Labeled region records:
+++++
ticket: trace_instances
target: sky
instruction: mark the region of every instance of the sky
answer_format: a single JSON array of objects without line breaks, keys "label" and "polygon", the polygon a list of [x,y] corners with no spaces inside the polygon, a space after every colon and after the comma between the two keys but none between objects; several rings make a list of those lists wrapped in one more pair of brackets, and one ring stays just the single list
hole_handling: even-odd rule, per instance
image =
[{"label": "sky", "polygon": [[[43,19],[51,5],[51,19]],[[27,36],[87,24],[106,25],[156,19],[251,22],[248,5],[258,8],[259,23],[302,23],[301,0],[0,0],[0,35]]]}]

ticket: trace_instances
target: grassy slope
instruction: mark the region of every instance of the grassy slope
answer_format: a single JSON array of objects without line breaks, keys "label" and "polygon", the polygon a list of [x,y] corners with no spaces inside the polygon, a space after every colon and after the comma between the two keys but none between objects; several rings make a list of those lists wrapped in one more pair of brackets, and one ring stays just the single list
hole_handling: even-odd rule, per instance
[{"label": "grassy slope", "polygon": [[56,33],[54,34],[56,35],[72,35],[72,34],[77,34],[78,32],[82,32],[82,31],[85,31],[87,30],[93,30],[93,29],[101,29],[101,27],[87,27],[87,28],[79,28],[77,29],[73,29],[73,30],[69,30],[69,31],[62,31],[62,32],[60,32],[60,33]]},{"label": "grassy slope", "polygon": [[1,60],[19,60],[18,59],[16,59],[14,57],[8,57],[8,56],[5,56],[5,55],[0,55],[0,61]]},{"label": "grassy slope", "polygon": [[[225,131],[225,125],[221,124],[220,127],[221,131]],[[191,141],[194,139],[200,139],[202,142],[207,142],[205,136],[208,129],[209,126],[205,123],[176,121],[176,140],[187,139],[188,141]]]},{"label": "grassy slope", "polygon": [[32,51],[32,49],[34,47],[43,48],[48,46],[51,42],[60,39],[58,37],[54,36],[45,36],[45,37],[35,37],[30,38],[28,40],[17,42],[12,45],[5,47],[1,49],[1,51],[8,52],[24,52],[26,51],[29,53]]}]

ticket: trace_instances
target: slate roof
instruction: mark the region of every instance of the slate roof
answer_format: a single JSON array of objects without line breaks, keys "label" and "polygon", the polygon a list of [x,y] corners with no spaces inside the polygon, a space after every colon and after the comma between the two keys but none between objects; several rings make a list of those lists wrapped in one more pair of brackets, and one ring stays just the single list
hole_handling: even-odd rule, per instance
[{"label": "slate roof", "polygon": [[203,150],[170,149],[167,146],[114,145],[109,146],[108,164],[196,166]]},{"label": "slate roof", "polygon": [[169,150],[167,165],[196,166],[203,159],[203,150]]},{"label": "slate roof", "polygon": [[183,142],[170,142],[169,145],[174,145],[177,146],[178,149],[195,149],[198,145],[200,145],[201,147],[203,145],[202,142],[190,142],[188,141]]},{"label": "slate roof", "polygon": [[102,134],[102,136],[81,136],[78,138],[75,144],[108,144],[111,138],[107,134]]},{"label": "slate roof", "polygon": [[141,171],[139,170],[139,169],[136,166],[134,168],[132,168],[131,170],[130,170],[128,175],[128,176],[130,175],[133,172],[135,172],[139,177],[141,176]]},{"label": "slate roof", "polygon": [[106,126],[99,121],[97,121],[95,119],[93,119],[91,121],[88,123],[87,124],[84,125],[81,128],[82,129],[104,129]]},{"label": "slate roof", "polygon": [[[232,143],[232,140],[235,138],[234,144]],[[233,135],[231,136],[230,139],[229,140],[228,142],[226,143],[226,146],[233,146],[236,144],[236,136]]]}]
+++++
*INSTRUCTION*: Revise the items above by replacing each occurrence of "even-odd rule" with "nonzero winding rule", leaving every other part as it is.

*FULL RESPONSE*:
ticket: trace_instances
target: sky
instruction: mark the region of every instance of the sky
answer_format: a single JSON array of objects without line breaks, keys "label" and "polygon", the polygon a list of [x,y] corners with no spaces inside the polygon, a space after every colon and after the comma between the two keys but none between objects; several rings make a list of those lists wrapped in one more pair of brackets, and one ring stays just the single list
hole_handling: nonzero winding rule, per instance
image =
[{"label": "sky", "polygon": [[[43,19],[51,5],[51,19]],[[27,36],[87,24],[106,25],[156,19],[251,22],[248,5],[258,8],[259,23],[302,23],[301,0],[0,0],[0,35]]]}]

ticket: trace_instances
target: grassy slope
instruction: mark the region of every instance of the grassy slope
answer_format: a single JSON array of objects without line breaks, keys "label" and "polygon", the polygon a list of [x,y] corners with no spaces inside the polygon, a space after every colon and after the comma between the two keys but none between objects; several rings make a list of those lists wrapped in one more pair of brackets, and one ring stays just the single list
hole_handling: nonzero winding rule, per instance
[{"label": "grassy slope", "polygon": [[56,33],[54,34],[56,35],[72,35],[72,34],[77,34],[78,32],[82,32],[82,31],[85,31],[87,30],[93,30],[93,29],[101,29],[101,27],[87,27],[87,28],[79,28],[77,29],[73,29],[73,30],[69,30],[69,31],[62,31],[62,32],[60,32],[60,33]]},{"label": "grassy slope", "polygon": [[1,60],[19,60],[18,59],[16,59],[14,57],[8,57],[8,56],[5,56],[5,55],[0,55],[0,61]]},{"label": "grassy slope", "polygon": [[[225,131],[225,125],[221,124],[220,127],[221,131]],[[191,141],[194,139],[200,139],[202,142],[207,142],[205,136],[208,129],[209,126],[205,123],[176,121],[176,140],[187,139],[188,141]]]},{"label": "grassy slope", "polygon": [[32,51],[32,49],[34,47],[43,48],[48,46],[51,42],[60,39],[58,37],[54,36],[45,36],[45,37],[35,37],[30,38],[28,40],[17,42],[12,45],[5,47],[1,49],[1,51],[8,52],[24,52],[26,51],[29,53]]}]

ticket: trace_instances
target: slate roof
instruction: mark the region of every instance of the slate roof
answer_format: a single JSON array of objects without line breaks, keys "label" and "polygon", the polygon a list of [x,y] corners with no spaces inside the polygon, a space after every colon and after the comma between the two keys but none between objects; several rings make a list of those lists wrapped in one more pair of brackets, and one ring stays just the single list
hole_handling: nonzero winding rule, per instance
[{"label": "slate roof", "polygon": [[203,150],[170,149],[167,146],[114,145],[109,146],[108,164],[196,166]]},{"label": "slate roof", "polygon": [[169,150],[167,165],[196,166],[203,159],[203,150]]},{"label": "slate roof", "polygon": [[183,142],[170,142],[169,145],[174,145],[177,146],[178,149],[195,149],[198,145],[200,145],[201,147],[203,145],[202,142],[190,142],[188,141]]},{"label": "slate roof", "polygon": [[102,134],[102,136],[81,136],[78,138],[75,144],[108,144],[111,138],[107,134]]},{"label": "slate roof", "polygon": [[141,171],[139,170],[139,169],[136,166],[134,168],[132,168],[131,170],[130,170],[128,175],[128,176],[130,175],[133,172],[135,172],[139,177],[141,176]]},{"label": "slate roof", "polygon": [[106,126],[99,121],[97,121],[95,119],[93,119],[91,121],[88,123],[87,124],[84,125],[81,128],[82,129],[104,129]]},{"label": "slate roof", "polygon": [[[232,143],[232,140],[235,138],[234,144]],[[233,135],[231,136],[230,139],[229,140],[228,142],[226,143],[226,146],[233,146],[236,144],[236,136]]]}]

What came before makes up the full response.